(Instructions for the task)
Reproduce the lines of the entries below verbatim, from the line that contains "31L67 50L84 59L80" through the line that contains "positive clicks: (136, 50) (140, 51)", including both of those lines.

(Data provided)
▼

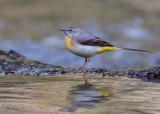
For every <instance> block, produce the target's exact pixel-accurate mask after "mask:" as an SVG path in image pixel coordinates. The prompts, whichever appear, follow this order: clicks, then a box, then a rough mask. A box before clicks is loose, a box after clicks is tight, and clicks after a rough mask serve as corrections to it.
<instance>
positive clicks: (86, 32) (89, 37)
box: [58, 27, 148, 85]
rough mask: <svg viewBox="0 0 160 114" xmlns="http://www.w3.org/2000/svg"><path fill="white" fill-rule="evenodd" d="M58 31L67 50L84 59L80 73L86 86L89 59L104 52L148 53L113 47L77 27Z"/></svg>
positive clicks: (136, 50) (140, 51)
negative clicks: (81, 71)
mask: <svg viewBox="0 0 160 114" xmlns="http://www.w3.org/2000/svg"><path fill="white" fill-rule="evenodd" d="M58 30H60V31H63V32H64V33H65V43H66V47H67V49H68V50H69V51H70V52H72V53H73V54H75V55H77V56H80V57H84V58H85V63H84V65H83V67H82V72H83V78H84V80H85V84H86V85H87V84H88V83H89V82H88V80H87V78H86V76H85V75H86V67H87V65H88V62H89V58H90V57H92V56H94V55H96V54H100V53H103V52H106V51H115V50H129V51H138V52H147V53H148V51H143V50H138V49H130V48H118V47H115V46H114V45H112V44H110V43H108V42H106V41H103V40H102V39H100V38H98V37H97V36H95V35H93V34H92V33H90V32H87V31H85V30H83V29H80V28H79V27H66V28H61V29H58Z"/></svg>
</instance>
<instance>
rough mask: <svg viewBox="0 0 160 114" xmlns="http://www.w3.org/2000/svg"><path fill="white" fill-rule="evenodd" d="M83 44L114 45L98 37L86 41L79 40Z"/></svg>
mask: <svg viewBox="0 0 160 114" xmlns="http://www.w3.org/2000/svg"><path fill="white" fill-rule="evenodd" d="M79 43H80V44H82V45H91V46H111V47H114V46H113V45H112V44H110V43H108V42H106V41H103V40H101V39H100V38H98V37H95V38H93V39H89V40H85V41H80V42H79Z"/></svg>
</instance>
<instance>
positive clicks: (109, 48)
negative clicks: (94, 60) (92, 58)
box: [97, 46, 117, 54]
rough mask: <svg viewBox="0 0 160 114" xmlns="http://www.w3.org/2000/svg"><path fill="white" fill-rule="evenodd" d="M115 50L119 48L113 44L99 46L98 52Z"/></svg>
mask: <svg viewBox="0 0 160 114" xmlns="http://www.w3.org/2000/svg"><path fill="white" fill-rule="evenodd" d="M114 50H117V48H116V47H113V46H104V47H99V49H98V51H97V54H99V53H102V52H105V51H114Z"/></svg>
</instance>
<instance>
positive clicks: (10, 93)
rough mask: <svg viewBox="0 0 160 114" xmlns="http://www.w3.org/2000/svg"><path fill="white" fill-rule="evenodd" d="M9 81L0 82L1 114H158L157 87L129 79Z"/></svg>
mask: <svg viewBox="0 0 160 114" xmlns="http://www.w3.org/2000/svg"><path fill="white" fill-rule="evenodd" d="M88 77H89V80H90V85H88V86H86V85H83V83H84V82H83V79H82V76H81V75H71V76H55V77H32V76H25V77H18V76H16V77H6V78H1V81H0V87H1V90H0V112H1V113H5V114H10V113H16V114H21V113H22V112H23V113H24V114H27V113H30V114H35V113H38V114H44V113H45V114H54V113H58V114H63V113H64V114H66V113H68V114H69V113H87V114H88V113H89V114H90V113H91V114H94V113H95V114H97V113H99V114H101V113H105V114H106V113H107V114H108V113H109V114H145V113H152V114H158V113H159V112H160V108H159V107H160V103H159V101H160V89H159V84H158V83H151V82H143V81H141V80H138V79H131V78H127V77H123V76H122V77H105V78H102V77H100V76H98V75H89V76H88Z"/></svg>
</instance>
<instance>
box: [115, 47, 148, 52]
mask: <svg viewBox="0 0 160 114" xmlns="http://www.w3.org/2000/svg"><path fill="white" fill-rule="evenodd" d="M118 49H120V50H128V51H137V52H143V53H150V52H149V51H145V50H139V49H130V48H118Z"/></svg>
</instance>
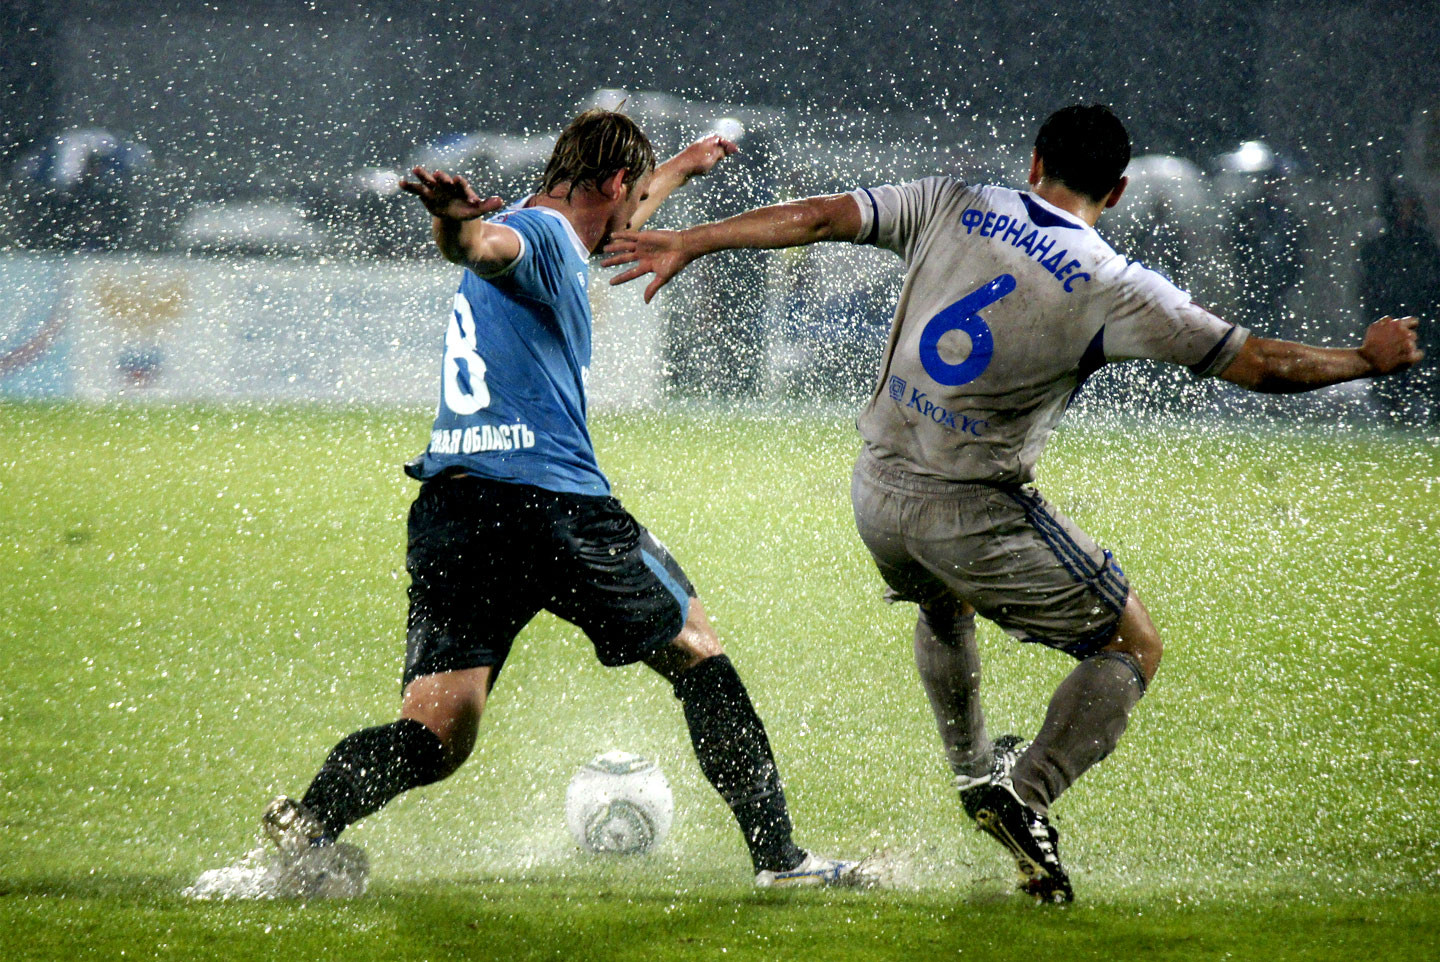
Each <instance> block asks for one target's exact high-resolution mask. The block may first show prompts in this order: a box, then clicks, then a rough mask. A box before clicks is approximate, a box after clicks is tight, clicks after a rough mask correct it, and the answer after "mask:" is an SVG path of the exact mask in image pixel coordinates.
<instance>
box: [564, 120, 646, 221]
mask: <svg viewBox="0 0 1440 962" xmlns="http://www.w3.org/2000/svg"><path fill="white" fill-rule="evenodd" d="M654 168H655V150H654V148H652V147H651V145H649V138H648V137H645V134H644V131H641V128H639V125H638V124H636V122H635V121H632V120H631V118H629V117H625V114H619V112H616V111H606V109H600V108H599V107H596V108H592V109H588V111H585V112H583V114H580V115H579V117H576V118H575V120H573V121H570V125H569V127H566V128H564V131H563V132H562V134H560V138H559V140H557V141H554V150H553V151H550V160H549V161H547V163H546V166H544V173H543V174H541V176H540V193H543V194H549V193H552V192H553V190H556V189H557V187H560V186H563V184H569V189H567V190H566V194H564V197H566V200H569V199H570V194H573V193H575V192H576V189H579V187H599V184H602V183H603V181H605V180H606V179H609V177H613V176H615V171H618V170H624V171H625V186H626V187H629V186H634V184H635V181H636V180H639V179H641V177H644V176H645V174H648V173H649V171H651V170H654Z"/></svg>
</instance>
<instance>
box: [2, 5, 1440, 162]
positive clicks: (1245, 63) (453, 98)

▲

(Problem solution)
rough mask: <svg viewBox="0 0 160 114" xmlns="http://www.w3.org/2000/svg"><path fill="white" fill-rule="evenodd" d="M58 31L67 50L84 59L80 73L86 86L89 59L104 52L148 53L113 47L77 27Z"/></svg>
positive clicks: (136, 50) (140, 51)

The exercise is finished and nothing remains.